- _Given task a_
What break-even percentage does the -114 price imply, according to the baseball betting article?

- _Text to read_

There is a strikeout angle in the same game worth flagging, because it colors how you read King. Our model does not love his full-game strikeout number here, landing on his King under 4.5 strikeouts as a slight lean rather than a bet, which fits a pitch-to-contact night against a disciplined Dodgers lineup. A starter who works to contact and keeps the ball down early is precisely the kind of arm that navigates a clean first, even against a strong offense. The read on King is not that he dominates. It is that he survives the first, which is all the NRFI asks of him.
The Matchup At A Glance
| Factor | Detail | Why It Matters |
|---|---|---|
| The pitchers | Shohei Ohtani (LAD) vs Michael King (SD) | Clean first innings in 13 of 13 and 16 of 17 starts |
| The play | No Runs First Inning, -114 | Break-even is 53.3 percent, the honest bar this bet has to clear |
| Equivalent market | Under 0.5 first-inning runs | Same bet by a different name, priced off the same board number |
| Ohtani's first inning | 0 runs allowed, .152 average against | The soft half of the frame faces the best arm in the game |
| The offenses | Padres .589 first-inning OPS, Dodgers .822 | San Diego is quiet early, Los Angeles is the real threat |
| The risk under the hood | King 3.64 walks per nine | A leadoff walk plus a Dodgers extra-base hit is how it loses |
What The Price Is Actually Asking
Here is where the honesty has to live. NRFI at -114 is a fair number, not a giveaway and not a trap. That price implies a 53.3 percent break-even. Ohtani's half of the inning clears that bar by a mile given a perfect first-inning record and a soft Padres early offense. King's half is the closer call: he has been clean in 94 percent of his first innings, but he is doing it against a Dodgers lineup that has scored 53 first-inning runs and slugged its way to a .822 first-inning OPS. Stack the two halves together and the combined NRFI lands comfortably above the 53.3 percent the market is charging, which is why this is a play and not a pass. It is also why it stays one unit rather than a hammer.
The tie-breaker is Ohtani. Most NRFI bets ask you to trust two roughly two-in-three events at once, which is how the price eats your edge. This one is different because half of the inning is anchored by a pitcher who has simply not allowed a first-inning run all season. That removes most of the top-of-the-inning risk and leaves the bet resting almost entirely on King getting through the Dodgers once at the top of the order. A first-inning market that priced in Ohtani's ledger honestly would sit north of this number, and the implied first-inning fair on the exchange side has hovered around 56 percent, a notch above what -114 is charging. That gap is the edge.

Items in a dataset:
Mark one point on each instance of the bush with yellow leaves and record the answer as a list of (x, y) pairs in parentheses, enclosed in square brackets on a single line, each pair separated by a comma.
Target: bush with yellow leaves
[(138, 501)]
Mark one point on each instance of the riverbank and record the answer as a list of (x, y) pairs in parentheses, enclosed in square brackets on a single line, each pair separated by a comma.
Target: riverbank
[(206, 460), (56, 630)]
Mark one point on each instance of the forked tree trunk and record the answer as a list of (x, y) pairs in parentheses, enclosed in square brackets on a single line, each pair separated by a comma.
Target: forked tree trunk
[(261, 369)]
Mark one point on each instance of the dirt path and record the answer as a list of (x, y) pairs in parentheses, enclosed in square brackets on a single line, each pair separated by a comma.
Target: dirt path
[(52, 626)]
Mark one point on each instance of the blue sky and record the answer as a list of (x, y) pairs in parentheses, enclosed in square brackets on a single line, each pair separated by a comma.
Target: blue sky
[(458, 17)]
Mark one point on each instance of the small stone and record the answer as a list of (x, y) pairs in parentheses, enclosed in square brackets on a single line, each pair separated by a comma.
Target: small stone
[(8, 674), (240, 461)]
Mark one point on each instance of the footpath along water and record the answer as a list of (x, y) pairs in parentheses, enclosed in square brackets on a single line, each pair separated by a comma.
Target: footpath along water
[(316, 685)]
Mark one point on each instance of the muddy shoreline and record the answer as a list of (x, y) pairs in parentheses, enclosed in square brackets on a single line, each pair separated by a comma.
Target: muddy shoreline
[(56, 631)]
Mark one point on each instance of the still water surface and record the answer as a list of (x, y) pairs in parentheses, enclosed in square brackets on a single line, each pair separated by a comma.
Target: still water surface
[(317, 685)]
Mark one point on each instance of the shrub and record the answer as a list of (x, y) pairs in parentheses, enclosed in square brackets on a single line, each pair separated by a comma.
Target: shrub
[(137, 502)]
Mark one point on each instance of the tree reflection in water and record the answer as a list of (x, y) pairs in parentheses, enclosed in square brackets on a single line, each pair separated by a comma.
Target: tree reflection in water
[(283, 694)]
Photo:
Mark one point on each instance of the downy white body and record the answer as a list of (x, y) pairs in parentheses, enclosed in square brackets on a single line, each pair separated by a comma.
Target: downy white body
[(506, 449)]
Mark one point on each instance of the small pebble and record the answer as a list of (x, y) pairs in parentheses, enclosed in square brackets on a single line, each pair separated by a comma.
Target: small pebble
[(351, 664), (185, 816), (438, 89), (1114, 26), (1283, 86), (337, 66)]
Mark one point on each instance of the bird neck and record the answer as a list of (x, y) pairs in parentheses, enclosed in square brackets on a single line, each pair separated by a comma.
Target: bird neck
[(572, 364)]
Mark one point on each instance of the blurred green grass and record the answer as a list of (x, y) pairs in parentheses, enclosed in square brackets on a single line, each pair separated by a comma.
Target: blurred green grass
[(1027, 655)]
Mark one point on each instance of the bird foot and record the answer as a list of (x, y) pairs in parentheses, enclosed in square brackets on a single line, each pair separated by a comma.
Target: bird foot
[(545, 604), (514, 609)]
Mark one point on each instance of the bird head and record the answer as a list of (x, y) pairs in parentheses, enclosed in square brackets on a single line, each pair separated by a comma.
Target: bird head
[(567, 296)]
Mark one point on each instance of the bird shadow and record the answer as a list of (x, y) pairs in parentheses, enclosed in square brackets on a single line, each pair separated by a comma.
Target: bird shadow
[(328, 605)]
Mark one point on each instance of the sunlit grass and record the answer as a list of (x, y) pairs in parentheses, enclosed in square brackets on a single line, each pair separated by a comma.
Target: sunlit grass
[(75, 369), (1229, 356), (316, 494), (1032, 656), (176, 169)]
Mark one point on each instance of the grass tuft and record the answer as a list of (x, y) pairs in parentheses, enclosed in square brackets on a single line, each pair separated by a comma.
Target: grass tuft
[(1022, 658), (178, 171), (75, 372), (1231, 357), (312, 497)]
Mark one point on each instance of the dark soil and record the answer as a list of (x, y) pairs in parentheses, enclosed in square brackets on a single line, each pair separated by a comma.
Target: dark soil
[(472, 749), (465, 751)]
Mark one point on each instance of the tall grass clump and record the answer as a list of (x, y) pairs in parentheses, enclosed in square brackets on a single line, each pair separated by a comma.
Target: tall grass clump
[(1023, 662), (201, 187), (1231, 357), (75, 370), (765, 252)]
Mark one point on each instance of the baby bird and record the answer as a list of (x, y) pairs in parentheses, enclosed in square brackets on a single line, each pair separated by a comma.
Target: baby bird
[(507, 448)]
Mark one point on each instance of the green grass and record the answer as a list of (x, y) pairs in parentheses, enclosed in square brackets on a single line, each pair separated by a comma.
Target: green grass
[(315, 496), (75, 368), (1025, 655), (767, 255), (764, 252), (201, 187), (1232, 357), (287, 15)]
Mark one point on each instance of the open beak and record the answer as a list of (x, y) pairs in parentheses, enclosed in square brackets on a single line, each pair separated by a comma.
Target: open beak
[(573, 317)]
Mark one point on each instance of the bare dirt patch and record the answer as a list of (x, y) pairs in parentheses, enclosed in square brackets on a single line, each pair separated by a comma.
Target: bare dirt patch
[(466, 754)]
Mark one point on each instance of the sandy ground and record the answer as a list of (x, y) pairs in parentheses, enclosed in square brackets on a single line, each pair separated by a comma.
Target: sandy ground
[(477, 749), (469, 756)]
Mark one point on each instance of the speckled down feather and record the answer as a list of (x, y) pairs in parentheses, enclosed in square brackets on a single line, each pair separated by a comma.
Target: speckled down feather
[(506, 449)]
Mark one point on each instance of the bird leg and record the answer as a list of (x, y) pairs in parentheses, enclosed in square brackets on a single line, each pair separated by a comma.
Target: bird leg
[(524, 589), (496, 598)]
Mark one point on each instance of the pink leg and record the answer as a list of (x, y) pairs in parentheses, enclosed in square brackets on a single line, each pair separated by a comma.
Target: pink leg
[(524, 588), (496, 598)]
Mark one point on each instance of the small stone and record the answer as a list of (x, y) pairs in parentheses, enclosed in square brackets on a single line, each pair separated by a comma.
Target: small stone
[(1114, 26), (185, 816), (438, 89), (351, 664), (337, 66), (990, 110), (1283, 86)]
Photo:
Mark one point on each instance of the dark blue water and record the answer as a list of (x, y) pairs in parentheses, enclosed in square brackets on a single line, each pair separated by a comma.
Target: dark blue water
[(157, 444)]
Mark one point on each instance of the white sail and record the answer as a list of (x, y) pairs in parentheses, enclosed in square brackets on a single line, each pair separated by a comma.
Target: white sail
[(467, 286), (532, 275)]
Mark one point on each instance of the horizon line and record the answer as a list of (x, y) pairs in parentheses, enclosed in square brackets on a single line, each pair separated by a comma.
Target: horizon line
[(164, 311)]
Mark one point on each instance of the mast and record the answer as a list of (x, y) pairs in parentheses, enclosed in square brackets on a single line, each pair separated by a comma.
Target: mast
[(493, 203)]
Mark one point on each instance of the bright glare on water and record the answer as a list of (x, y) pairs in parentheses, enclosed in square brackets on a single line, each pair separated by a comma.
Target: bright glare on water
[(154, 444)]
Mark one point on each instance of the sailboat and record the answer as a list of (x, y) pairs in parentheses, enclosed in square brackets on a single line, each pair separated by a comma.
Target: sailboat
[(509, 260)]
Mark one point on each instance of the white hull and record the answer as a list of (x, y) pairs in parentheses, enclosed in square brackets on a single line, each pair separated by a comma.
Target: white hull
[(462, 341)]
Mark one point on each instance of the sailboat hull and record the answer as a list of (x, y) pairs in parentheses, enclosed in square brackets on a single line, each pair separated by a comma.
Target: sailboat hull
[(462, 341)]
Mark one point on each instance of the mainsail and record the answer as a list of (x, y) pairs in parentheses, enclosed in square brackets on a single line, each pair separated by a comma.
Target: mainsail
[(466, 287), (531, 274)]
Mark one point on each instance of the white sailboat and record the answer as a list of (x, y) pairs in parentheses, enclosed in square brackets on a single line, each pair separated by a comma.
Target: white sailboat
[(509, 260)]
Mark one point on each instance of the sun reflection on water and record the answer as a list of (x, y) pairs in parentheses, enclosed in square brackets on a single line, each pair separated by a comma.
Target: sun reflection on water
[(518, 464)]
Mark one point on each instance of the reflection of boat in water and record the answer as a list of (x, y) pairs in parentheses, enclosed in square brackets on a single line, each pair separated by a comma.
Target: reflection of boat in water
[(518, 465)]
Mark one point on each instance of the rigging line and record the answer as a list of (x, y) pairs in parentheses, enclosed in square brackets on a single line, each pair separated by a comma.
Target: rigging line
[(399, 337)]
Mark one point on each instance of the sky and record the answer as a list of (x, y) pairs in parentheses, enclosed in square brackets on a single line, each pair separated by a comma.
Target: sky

- _Given task b_
Please return the rows word for word, starting at the first row and ending at the line that contains "[(138, 501)]", with both ends included and nothing else.

- _Written response a_
53.3 percent

- _Written response b_
Mark one point on each instance of the bush with yellow leaves and record the answer as a list of (x, y) pairs in parentheses, enclosed in square brackets on a single line, each pair separated by a comma.
Target: bush with yellow leaves
[(138, 501)]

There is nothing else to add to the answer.